**REQUISITOS DE LA TAREA:**
Según el texto sobre Europa, ¿qué país del núcleo fundador de la Comunidad Europea ha flirteado con un gobierno abiertamente populista en los últimos años?

**TEXTO EXTRAÍDO:**
((

Fracturas actuales, como el Brexit, son vistas por el eje francoalemán como un daño autoinfligido de los británicos, históricamente reacios a avanzar más allá de una unión arancelaria y de mínimos geoestratégicos y principales promotores de la expansión a la UE al Este europeo.

Fotograma de «Au nom de la terre» (Édouard Bergeon, 2019)

La supuesta desafección entre la población de los países miembros y el edificio común no es un fenómeno ni homogéneo ni generalizado, y en el punto de vista de la población se perciben todavía, a grandes rasgos, las grandes heridas de la historia.

A golpe de mapa gráfico de Eurostat, se observan contrastes como el dinamismo de la ciudad, la logística y la gran distribución contra la despoblación y el abandono de los pequeños negocios y explotaciones agropecuarias; o la relativa tolerancia de la Europa de los 15 frente al nativismo en los antiguos miembros del Pacto de Varsovia.

Vigencia de un proyecto de compromiso

En el núcleo fundador de la Comunidad Europea, sólo Italia ha flirteado con un gobierno abiertamente populista en los últimos años, pero el auge y consolidación de partidos nacionalistas de corte esencialista es un fenómeno generalizado, como lo demuestra el ascenso meteórico de Vox en España, que crece entre los desencantados del PP y Ciudadanos.

))

**EXTRACTOS DE DATOS:**
((

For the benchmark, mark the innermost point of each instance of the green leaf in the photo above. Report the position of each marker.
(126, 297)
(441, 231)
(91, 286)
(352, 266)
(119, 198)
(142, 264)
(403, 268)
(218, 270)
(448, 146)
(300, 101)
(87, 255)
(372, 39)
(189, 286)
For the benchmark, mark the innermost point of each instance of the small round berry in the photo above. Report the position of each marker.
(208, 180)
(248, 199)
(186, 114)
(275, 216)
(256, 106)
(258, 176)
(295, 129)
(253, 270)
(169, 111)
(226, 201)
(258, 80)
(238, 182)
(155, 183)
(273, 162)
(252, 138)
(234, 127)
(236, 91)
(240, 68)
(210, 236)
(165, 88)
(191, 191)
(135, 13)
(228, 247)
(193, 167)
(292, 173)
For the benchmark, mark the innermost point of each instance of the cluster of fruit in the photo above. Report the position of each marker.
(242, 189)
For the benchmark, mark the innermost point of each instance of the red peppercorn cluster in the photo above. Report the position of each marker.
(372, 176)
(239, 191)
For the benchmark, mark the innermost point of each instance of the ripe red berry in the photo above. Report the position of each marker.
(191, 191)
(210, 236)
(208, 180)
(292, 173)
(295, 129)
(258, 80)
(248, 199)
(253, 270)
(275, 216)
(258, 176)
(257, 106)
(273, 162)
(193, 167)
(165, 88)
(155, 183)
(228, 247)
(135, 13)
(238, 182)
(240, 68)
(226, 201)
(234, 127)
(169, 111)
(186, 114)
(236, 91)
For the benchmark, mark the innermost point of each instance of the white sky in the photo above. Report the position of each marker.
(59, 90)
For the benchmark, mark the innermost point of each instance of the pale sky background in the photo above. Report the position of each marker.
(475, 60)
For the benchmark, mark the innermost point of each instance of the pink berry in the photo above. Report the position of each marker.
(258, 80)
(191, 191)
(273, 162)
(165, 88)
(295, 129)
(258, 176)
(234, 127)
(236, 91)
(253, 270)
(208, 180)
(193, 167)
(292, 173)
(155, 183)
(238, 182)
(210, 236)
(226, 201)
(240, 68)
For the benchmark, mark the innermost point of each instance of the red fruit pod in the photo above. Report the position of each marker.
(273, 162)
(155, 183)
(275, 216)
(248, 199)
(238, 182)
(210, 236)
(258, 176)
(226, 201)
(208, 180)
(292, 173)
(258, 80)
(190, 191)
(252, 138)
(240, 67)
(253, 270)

))
((

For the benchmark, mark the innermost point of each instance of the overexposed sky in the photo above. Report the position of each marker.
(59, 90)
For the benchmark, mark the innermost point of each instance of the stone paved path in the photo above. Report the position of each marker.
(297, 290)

))

**TAREA RESUELTA:**
Italia.